| PROMPT 1 |
Check each statement against the canine Addison's FAQ and answer yes or no, quoting the words from the FAQ that decide it. (a) In Secondary Addison's, the problem is the pituitary failing to secrete ACTH. (b) Atypical and Secondary Addison's call for different treatments. (c) In Primary Addison's, the adrenals no longer secrete mineralocorticoids.
| PROMPT 2 |
According to the canine Addison's FAQ, what is measured to distinguish Atypical from Secondary Addison's?
| PROMPT 3 |
Extend the canine Addison's FAQ past its final sentence.

| TEXT PASSAGE |
■ ■ ■
Canine Addison's Disease FAQ



Q. The electrolytes are normal, can it still be Addison's?

A. Unfortunately many vets don't recognize that a normal sodium and potassium level don't rule out Addison's.

I assume your vet is planning to determine whether your dog has Atypical or Secondary Addison's at this point. The difference is where the problem originates. With Secondary AD, it is the failure of the pituitary to secrete ACTH (which tells the adrenals to work) that causes the problem. With Atypical Addison's, the pituitary is working fine - it's the adrenals that fail to work properly. They can tell which is which by measuring the levels of ACTH in the body.

It is rather an academic point, since the treatment is the same regardless - replace the glucocorticoids that the adrenals are failing to produce. However, if the adrenals are not working properly, then there is a greater chance that it will eventually turn into Primary Addison's. Primary AD means that another zone in the adrenals also fails and no longer secretes mineralocorticoids, which is what controls the sodium and potassium levels in the body.
■ ■ ■
| RECORDS |

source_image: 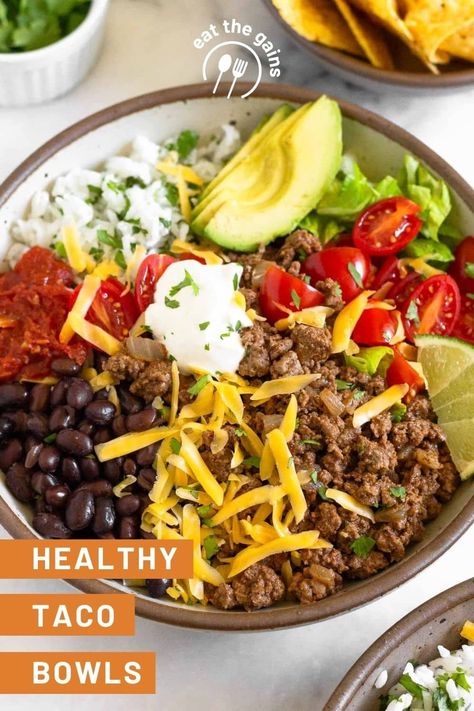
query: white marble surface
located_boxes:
[0,0,474,711]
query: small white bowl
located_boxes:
[0,0,109,107]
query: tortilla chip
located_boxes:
[334,0,393,69]
[441,23,474,62]
[350,0,438,74]
[273,0,363,56]
[404,0,474,62]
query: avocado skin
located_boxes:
[191,96,342,252]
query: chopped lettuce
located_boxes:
[345,346,393,375]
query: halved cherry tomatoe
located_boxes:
[351,309,398,346]
[259,267,324,323]
[451,294,474,343]
[301,247,370,302]
[69,277,139,341]
[401,274,461,340]
[135,254,177,312]
[449,237,474,294]
[352,197,423,257]
[385,348,425,400]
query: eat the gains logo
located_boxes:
[193,18,281,99]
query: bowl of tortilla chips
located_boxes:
[265,0,474,90]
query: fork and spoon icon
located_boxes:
[212,54,249,99]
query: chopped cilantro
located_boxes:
[170,269,199,296]
[188,374,211,395]
[114,249,127,270]
[165,296,179,309]
[464,262,474,279]
[347,262,364,289]
[291,289,301,309]
[400,674,426,700]
[351,536,375,558]
[242,457,260,469]
[204,536,219,560]
[165,183,179,207]
[390,486,407,501]
[336,378,355,391]
[176,130,199,160]
[406,301,420,326]
[170,437,181,454]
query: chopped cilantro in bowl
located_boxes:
[0,0,92,53]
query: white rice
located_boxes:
[7,124,240,267]
[374,644,474,711]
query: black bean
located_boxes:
[44,484,71,509]
[30,383,51,412]
[31,471,59,495]
[136,444,158,467]
[118,388,145,415]
[79,457,100,481]
[56,429,93,457]
[33,513,72,538]
[61,457,81,486]
[123,457,137,476]
[51,358,80,375]
[0,417,13,439]
[115,494,140,516]
[26,412,50,439]
[77,420,95,437]
[84,400,116,425]
[66,378,94,410]
[0,439,23,472]
[66,489,95,531]
[38,444,61,472]
[5,462,34,504]
[112,415,127,437]
[25,442,43,469]
[94,351,109,373]
[0,383,29,408]
[103,457,123,484]
[3,410,28,432]
[48,405,76,432]
[137,468,156,491]
[117,516,138,538]
[77,479,113,499]
[92,496,115,533]
[145,578,173,597]
[49,380,69,407]
[92,427,113,444]
[125,407,157,432]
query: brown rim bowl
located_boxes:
[263,0,474,93]
[0,84,474,630]
[324,578,474,711]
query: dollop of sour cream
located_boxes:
[145,259,252,373]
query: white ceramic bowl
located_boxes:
[0,0,109,107]
[0,84,474,630]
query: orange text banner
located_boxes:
[0,539,193,580]
[0,594,135,636]
[0,652,155,694]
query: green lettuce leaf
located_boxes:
[345,346,393,375]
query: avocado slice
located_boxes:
[191,96,342,252]
[192,104,311,225]
[201,104,294,199]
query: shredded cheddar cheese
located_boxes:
[352,383,409,427]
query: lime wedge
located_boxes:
[415,335,474,398]
[415,335,474,479]
[441,419,474,479]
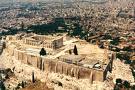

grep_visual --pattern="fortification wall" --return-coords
[14,49,111,82]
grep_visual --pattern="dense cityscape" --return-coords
[0,0,135,90]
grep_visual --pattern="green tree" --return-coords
[73,45,78,55]
[32,72,35,83]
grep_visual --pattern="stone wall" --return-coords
[14,50,112,82]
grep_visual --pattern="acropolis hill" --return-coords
[0,33,133,90]
[3,34,115,82]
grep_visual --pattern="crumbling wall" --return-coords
[14,50,106,82]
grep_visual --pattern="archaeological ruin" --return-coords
[6,34,115,83]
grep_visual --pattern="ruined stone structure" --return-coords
[6,34,63,49]
[6,35,115,83]
[13,49,114,82]
[23,35,63,49]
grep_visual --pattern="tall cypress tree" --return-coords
[32,72,35,83]
[73,45,78,55]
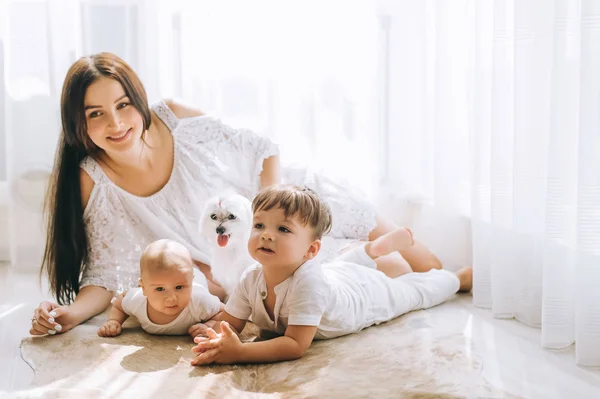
■ ■ ■
| TASK RESULT 1 |
(a) Yes: "With Secondary AD, it is the failure of the pituitary to secrete ACTH (which tells the adrenals to work) that causes the problem."
(b) No: "the treatment is the same regardless - replace the glucocorticoids that the adrenals are failing to produce."
(c) Yes: "Primary AD means that another zone in the adrenals also fails and no longer secretes mineralocorticoids."

| TASK RESULT 2 |
The levels of ACTH in the body.

| TASK RESULT 3 |
However, we have dogs on the list who started out Atypical and quickly progressed to Primary and we also have dogs who are Atypical and have stayed that way for years. I am unaware of any certainty in predicting which cases will progress to full-blown AD. However, simply monitoring the serum sodium and potassium levels will warn you if he begins to progress to Primary and needs supplemental mineralocorticoids.

Anyway, you are right to be happy that it's Addison's and not something untreatable. Once you get the right level of medications, you should find your "old" dog is back. My Standard Poodle Cosette lived with Addison's for 8 of her 9 years and had a wonderful life including Obedience and Agility trials, tracking, Therapy dog visits and lots of retrieving those critters that she hunted down on her own.